A la ciudadanía se la vende grandeza, cuando todo es penuria, en forma de crisis, epidemias, guerras y otros inventos para especular en el marco del sistema capitalista, mientras la decadencia se instala en el plano estatal. El mentor ya se conoce quien es y con la fórmula utilizada sucede lo mismo.
Políticamente, el viejo capitalismo de corte burgués, que se soportaba en el principio nación, ha sido superado por las nuevas realidades económicas de la mundialización, lo que le ha llevado a prescindir de aquel espíritu local y social de otros tiempos, ya que actualmente resulta inservible, al haber sido desplazado abiertamente por los intereses de empresas que exigen romper fronteras. Con lo que el Estado-nación apenas cuenta como valor en el proyecto global, salvo para servir de instrumento soporte a toda una parafernalia jurídica diseñada como fórmula de control de las explosiones sociales.

┄┄┄┄┄┄

CONSIGNA A:
Responde, según el fragmento sobre el capitalismo y el Estado-nación:
(i) ¿Qué se le vende a la ciudadanía?
(ii) ¿Por qué intereses ha sido desplazado el espíritu local y social de otros tiempos?
(iii) ¿Para qué sigue sirviendo el Estado-nación en el proyecto global?

┄┄┄┄┄┄

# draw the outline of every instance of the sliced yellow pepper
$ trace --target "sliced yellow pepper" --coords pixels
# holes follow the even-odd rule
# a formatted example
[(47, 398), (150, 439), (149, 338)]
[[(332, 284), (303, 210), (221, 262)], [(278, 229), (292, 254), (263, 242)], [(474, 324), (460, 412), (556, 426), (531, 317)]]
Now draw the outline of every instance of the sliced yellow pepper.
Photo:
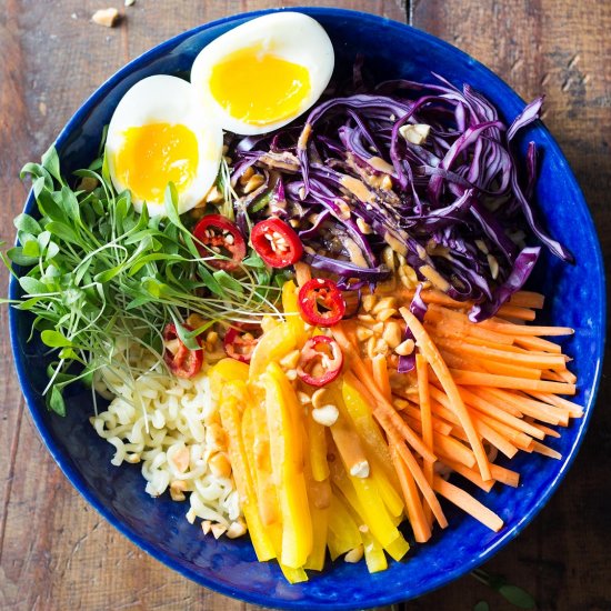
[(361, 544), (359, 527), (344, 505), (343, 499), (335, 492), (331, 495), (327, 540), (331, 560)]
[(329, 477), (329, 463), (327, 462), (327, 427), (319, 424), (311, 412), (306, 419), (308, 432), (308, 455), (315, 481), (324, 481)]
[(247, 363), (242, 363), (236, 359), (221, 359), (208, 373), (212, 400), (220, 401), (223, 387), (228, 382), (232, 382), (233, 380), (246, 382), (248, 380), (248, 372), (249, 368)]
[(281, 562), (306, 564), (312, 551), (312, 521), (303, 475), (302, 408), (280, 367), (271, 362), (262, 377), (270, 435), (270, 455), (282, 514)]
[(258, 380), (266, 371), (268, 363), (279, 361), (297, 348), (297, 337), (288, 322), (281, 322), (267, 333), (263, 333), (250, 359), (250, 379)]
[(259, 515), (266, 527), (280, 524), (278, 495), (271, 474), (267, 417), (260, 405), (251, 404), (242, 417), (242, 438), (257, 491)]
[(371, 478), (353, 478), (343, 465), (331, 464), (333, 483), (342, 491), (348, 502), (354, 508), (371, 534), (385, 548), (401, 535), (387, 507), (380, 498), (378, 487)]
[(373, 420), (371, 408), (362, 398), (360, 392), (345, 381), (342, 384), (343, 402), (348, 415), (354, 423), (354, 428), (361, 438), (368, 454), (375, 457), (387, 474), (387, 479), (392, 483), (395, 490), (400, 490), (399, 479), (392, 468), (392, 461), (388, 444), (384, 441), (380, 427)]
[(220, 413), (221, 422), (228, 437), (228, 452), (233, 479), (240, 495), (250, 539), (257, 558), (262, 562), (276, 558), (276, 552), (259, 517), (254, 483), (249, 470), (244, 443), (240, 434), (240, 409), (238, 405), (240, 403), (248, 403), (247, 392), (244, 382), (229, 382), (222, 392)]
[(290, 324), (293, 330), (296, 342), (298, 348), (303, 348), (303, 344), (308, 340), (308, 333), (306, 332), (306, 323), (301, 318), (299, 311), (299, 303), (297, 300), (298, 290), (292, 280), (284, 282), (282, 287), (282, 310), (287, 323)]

┄┄┄┄┄┄

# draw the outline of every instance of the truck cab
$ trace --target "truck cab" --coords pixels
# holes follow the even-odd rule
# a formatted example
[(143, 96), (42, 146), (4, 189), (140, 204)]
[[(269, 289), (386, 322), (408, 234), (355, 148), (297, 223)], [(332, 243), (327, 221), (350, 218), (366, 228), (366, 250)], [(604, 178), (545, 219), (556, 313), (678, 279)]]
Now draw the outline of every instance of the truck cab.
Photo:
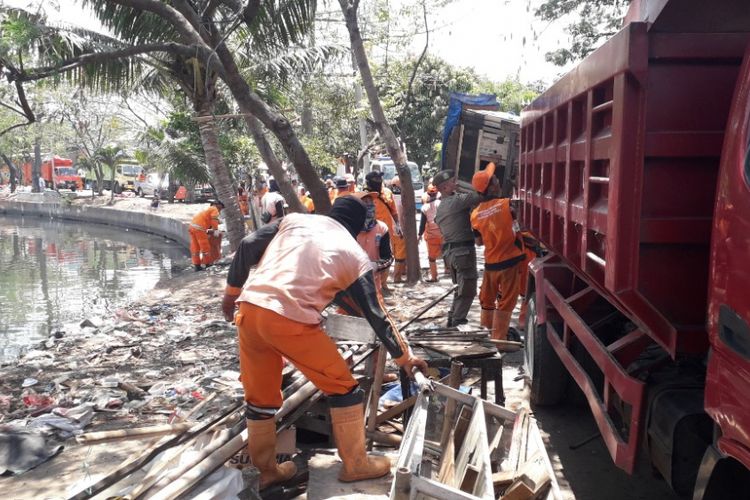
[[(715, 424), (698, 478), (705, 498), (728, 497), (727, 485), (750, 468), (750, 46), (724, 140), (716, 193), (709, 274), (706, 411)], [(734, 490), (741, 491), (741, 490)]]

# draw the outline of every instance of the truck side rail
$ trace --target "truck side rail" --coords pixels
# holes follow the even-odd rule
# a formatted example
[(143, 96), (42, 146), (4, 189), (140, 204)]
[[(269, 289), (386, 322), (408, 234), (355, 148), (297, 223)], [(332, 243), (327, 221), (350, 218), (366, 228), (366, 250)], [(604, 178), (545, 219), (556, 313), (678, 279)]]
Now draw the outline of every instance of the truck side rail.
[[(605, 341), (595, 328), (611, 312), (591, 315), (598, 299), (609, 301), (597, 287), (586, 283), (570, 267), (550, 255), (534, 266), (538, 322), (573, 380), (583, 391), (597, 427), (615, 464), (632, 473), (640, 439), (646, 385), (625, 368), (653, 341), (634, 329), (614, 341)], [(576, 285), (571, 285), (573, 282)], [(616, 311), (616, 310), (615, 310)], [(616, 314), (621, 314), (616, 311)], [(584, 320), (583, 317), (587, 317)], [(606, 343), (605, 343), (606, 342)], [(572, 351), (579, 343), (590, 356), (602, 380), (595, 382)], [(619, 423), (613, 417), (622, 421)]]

┄┄┄┄┄┄

CONSIGNA B: Reproduce sin cambios las líneas de los registros que empiezan en la que contiene "# draw the outline of every instance of the truck side" y terminan en la que contiene "Now draw the outline of every instance of the truck side", ambas incluidas.

RESPUESTA A:
(i) Grandeza.
(ii) Por los intereses de empresas que exigen romper fronteras.
(iii) Para servir de instrumento soporte a toda una parafernalia jurídica diseñada como fórmula de control de las explosiones sociales.

RESPUESTA B:
# draw the outline of every instance of the truck side rail
$ trace --target "truck side rail" --coords pixels
# holes follow the even-odd rule
# a formatted example
[(143, 96), (42, 146), (4, 189), (140, 204)]
[[(269, 289), (386, 322), (408, 234), (355, 148), (297, 223)], [(332, 243), (327, 221), (350, 218), (366, 228), (366, 250)], [(604, 178), (545, 219), (556, 313), (678, 279)]]
Now draw the outline of every instance of the truck side rail.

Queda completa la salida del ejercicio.